SOURCE EXCERPT:
____________________

Wait Until Dark
Election rallies are clogging up our narrow streets and the Malecon. Stages are erected at a moment’s notice, while crewmen unload 500 plastic chairs. I’m convinced Mazatlan has a white plastic chair for all the residents, at least 500,000. Mexicans use them for every single event — from a wedding to a rock concert. There are dozens of stores which only rent plastic chairs. These rallies are either a sea of green T- shirts (PRI party) or a sea of blue T-shirts (PAN party) with speeches, music and marching bands. The grand finale of this hullabaloo is always fireworks. Which would be really enjoyable if the Mexicans waited until dark. But they never do. You can’t see the fireworks that each candidate has spent thousands of pesos on, because it’s still light!
It will all be over on Sunday, July 4th. We know we can’t buy alcohol from Friday midnight until Monday morning. Mexico has very few rules, but this one surprises me, because it’s so stupid. There are no safety belts in cars — well, there are, they just aren’t used. There are no car seats for children, because kids like to stand up and look out the windows and poke their heads through the sunroofs. Daily, Mexicans pile into the red pickup trucks (aurigas) by the dozens. Certainly no seat belts in an auriga. Just about everyone drives talking on their cell phones and usually there’s a healthy shot of tequila coursing through their arteries. Food carts are everywhere, with absolutely no health inspectors. I don’t even want to know what goes on in restaurant kitchens. I do like the no rules, buyer beware way kind of life. Nanny states never appealed to me.
However, the ban on booze is something the Mexicans plan ahead for. They simply stock up on Thursday and party in their homes all weekend. Many of restaurants are closed this weekend; it’s just not worthwhile to be open. Pepe’s Pedregoso Palace is also well stocked with cases of white wine and vodka. Candidates can’t campaign for four days before the election, so it’s peaceful again. Mexican peaceful. The weather is perfect and we people watch on our balcony. We’ve been at Pepe’s now for an entire year and our street yields up some crazy and some wonderful neighbours. The house to our west is owned by Pepe’s sister, who rents it out to a very strange family — or perhaps they are a group; we can’t figure it out. They never speak to us, not even an hola, and they appear to be grumpy and drunk. Moto Week was a nightmare as they had biker friends who fired up their hogs at all hours of the night. Moto Week is another living testament that Mexicans are hearing impaired. We spent 20 minutes last month with Alfredo and his family watching the bikers on the big Sunday afternoon parade. My ears were ringing, Soren gave me the eye roll and we quickly left. Even the teacher’s family departed soon after — it’s a horrendous sound. Lots of flash and flesh, but no fun for the ears.
Back to our neighbours to the west; one man is a 60ish American, but he never gives us a friendly nod. Red pickup trucks drop off and deliver nine children at a time for fiestas on a monthly basis. Those children’s fiestas are normal Mexican party noises and don’t interfere with our life at all. However, when the adults start drinking beer they don’t hesitate to share their music; thank God it’s Sarah Brightman and not some rap artist. I’ve never thought Sarah would appeal to a Mexican beer drinking crowd. One afternoon, an American man who lives across the street — we don’t know him either — climbed up on his roof and was screaming at our neighbours to turn their music down. They did the opposite, opened up more beer and increased the volume. That’s the only “street fight” we’ve ever seen.

____________________

REQUIRED TASK 1: List every person the Mazatlan election-week piece mentions by name.
REQUIRED TASK 2: Extend the Mazatlan election-week piece with a paragraph that picks up right after its final sentence.

EXCERPTED DATA:
____________________

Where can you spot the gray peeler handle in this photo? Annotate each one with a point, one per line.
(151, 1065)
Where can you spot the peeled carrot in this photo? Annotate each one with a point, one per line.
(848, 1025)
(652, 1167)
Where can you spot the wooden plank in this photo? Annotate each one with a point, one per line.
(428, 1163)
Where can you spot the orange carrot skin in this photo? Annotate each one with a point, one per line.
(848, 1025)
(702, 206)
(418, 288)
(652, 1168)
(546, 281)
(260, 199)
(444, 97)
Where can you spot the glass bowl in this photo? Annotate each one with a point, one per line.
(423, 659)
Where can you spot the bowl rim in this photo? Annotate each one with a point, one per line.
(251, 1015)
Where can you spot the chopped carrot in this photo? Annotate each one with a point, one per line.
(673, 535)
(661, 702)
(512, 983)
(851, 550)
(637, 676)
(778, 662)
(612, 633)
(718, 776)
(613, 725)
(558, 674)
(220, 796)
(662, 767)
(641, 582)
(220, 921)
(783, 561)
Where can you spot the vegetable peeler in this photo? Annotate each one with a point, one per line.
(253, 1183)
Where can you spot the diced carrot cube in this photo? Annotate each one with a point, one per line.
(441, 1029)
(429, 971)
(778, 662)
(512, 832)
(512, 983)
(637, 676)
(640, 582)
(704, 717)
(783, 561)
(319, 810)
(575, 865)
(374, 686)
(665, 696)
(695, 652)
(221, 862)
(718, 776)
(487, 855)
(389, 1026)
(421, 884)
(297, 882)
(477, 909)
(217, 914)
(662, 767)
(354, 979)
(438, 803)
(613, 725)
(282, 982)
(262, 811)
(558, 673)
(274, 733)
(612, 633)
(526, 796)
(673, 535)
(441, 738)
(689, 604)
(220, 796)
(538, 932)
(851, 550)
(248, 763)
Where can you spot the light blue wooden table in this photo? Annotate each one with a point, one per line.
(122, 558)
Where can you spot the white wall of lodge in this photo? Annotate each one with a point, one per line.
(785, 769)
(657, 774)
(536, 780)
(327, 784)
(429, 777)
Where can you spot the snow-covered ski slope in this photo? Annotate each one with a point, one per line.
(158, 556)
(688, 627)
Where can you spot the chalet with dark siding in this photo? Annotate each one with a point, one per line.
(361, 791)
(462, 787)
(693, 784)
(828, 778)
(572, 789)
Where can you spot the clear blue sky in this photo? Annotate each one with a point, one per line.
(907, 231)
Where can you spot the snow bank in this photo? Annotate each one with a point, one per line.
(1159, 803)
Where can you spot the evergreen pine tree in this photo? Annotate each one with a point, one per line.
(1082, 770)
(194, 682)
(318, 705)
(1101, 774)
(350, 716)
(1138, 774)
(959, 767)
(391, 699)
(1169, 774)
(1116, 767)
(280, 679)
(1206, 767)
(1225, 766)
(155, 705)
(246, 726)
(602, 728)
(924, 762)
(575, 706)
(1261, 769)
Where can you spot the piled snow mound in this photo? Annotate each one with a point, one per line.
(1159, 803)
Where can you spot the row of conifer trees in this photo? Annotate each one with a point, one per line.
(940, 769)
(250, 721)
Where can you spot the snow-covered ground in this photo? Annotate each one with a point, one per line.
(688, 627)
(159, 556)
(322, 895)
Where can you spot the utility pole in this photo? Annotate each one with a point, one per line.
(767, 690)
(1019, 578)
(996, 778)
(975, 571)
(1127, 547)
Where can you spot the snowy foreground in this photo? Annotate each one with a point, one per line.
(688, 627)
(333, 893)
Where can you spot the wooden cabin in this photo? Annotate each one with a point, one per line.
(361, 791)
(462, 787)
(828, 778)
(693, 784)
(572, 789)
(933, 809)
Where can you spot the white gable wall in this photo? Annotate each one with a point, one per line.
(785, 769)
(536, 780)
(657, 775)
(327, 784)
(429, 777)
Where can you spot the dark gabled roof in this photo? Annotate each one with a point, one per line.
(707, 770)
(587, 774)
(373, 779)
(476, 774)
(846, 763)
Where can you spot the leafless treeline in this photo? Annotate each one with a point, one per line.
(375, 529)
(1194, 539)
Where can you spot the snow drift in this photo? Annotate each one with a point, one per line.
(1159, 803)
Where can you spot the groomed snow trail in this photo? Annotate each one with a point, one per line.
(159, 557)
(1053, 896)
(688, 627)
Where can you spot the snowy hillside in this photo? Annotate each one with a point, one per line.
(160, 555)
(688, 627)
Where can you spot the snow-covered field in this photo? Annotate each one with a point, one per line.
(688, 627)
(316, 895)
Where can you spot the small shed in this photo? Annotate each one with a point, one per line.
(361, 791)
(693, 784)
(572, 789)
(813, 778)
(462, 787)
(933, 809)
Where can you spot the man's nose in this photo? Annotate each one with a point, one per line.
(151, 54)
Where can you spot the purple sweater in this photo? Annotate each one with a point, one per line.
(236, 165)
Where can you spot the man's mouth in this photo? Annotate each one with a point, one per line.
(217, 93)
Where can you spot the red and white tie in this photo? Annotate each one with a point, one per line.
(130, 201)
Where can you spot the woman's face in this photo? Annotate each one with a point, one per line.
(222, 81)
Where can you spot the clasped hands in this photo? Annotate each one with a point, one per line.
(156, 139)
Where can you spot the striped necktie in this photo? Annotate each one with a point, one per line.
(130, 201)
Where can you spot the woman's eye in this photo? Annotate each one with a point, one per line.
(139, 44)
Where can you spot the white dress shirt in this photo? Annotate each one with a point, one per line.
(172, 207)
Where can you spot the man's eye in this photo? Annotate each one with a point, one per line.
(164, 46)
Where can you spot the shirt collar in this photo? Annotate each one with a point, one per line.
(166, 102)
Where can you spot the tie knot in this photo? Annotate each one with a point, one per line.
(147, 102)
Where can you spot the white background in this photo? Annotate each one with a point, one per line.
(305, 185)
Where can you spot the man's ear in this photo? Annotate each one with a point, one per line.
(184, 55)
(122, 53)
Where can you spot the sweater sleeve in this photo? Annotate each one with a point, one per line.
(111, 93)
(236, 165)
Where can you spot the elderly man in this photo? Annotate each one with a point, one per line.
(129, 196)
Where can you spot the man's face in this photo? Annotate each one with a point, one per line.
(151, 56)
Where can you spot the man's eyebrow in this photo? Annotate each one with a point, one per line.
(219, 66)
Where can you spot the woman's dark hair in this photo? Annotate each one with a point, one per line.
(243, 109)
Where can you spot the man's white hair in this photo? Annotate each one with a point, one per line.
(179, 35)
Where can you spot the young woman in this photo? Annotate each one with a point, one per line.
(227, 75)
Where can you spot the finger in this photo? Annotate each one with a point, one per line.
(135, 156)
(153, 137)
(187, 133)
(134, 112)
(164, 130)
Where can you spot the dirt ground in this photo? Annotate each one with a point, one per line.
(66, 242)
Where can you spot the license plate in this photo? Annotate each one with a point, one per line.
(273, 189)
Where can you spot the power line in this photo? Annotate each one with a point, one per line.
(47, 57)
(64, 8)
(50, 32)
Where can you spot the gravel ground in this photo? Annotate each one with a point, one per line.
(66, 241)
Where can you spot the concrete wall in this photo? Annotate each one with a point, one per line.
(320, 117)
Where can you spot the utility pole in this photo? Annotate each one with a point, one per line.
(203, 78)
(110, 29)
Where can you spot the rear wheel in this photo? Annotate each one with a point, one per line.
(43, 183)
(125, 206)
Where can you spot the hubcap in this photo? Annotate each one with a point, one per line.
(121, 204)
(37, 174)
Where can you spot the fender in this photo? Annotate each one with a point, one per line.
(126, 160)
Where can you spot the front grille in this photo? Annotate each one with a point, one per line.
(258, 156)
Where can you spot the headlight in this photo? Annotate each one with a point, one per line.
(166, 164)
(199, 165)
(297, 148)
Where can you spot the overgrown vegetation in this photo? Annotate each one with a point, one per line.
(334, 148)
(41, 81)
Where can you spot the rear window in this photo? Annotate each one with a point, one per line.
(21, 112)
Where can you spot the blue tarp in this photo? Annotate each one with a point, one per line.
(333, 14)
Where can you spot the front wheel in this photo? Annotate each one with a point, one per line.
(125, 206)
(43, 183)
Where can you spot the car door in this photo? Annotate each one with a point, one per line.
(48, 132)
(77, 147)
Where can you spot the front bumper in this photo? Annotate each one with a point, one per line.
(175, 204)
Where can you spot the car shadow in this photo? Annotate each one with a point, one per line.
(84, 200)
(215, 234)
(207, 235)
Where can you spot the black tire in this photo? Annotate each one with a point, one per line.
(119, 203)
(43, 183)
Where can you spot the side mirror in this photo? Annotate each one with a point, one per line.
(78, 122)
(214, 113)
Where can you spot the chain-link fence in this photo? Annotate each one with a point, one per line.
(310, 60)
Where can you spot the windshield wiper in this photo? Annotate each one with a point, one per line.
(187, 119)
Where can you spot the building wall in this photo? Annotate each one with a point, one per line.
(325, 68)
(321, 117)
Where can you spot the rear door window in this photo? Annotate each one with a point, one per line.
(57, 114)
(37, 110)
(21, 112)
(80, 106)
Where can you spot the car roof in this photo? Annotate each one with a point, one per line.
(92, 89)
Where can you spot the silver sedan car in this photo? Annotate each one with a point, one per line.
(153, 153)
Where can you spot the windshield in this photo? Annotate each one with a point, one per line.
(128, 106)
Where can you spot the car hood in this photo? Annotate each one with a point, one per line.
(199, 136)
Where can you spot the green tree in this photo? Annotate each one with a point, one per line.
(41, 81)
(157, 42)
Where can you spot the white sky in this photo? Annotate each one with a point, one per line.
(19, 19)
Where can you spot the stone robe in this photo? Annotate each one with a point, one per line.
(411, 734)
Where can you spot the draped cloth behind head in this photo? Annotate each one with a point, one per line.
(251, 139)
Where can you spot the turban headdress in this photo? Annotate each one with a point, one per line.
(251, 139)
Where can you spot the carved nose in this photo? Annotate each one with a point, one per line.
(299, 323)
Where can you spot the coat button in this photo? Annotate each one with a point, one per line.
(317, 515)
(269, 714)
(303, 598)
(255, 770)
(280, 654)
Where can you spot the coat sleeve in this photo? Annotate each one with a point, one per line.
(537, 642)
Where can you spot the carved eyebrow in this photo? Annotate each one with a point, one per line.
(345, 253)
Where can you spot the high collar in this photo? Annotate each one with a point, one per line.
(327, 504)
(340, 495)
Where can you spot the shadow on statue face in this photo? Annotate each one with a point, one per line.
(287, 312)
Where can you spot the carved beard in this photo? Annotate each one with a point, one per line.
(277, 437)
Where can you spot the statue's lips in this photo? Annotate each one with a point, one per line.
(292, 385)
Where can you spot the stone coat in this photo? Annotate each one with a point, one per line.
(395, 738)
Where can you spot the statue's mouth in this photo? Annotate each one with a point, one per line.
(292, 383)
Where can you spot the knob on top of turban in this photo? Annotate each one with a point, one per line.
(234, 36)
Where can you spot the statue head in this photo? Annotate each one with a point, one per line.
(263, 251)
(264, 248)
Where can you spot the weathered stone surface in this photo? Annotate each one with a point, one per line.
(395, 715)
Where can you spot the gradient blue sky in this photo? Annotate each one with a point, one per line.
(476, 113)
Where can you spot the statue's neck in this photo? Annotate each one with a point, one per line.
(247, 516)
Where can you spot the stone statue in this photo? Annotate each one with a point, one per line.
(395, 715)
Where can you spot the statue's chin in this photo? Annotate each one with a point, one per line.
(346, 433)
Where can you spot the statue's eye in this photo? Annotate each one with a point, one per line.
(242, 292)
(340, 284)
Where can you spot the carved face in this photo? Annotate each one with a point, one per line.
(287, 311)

____________________

WRITTEN REPLY 1: Pepe, Alfredo, Soren, Sarah Brightman

WRITTEN REPLY 2:
Right next door to the east, lives Poncho. I think he could go postal at any moment. His aunt lives across the street and supports him. Last winter Poncho was “fairly normal” in that he wore typical Mexican clothes, was decently groomed and did some house painting for Pepe. Kind of like Hitler. I’d give him coffee or water and he was always very polite, using my name. I thought him unstable, quiet and perhaps intelligent. He could even be mediating for all I know. Or on anti -depressants? He worked hard under the scorching sun while completely covered in overalls. A month went by and I realized I had not seen Poncho on Pedregoso, nor at our local tienda – store. Then I had a sighting. Poncho had undergone a radical makeover. He’s replaced his knit yarmulke like cap with a blond Mohawk. Most odd. And he had a new wardrobe too. Loose cotton pants all with matching tops in every colour under the rainbow. In the morning it would be pale blue, at noon it would be purple and in the evening lemon yellow. He’s colour coordinated, I’ll give him that. And he carries baton- like thingees in his hands and twirls away on the Malecon. It’s wise not to ask him questions. During the light fireworks he stood at his window, parallel to our balcony, looking at the non event and I do believe he was naked. The window sill blocked my south of the border view which, was a relief.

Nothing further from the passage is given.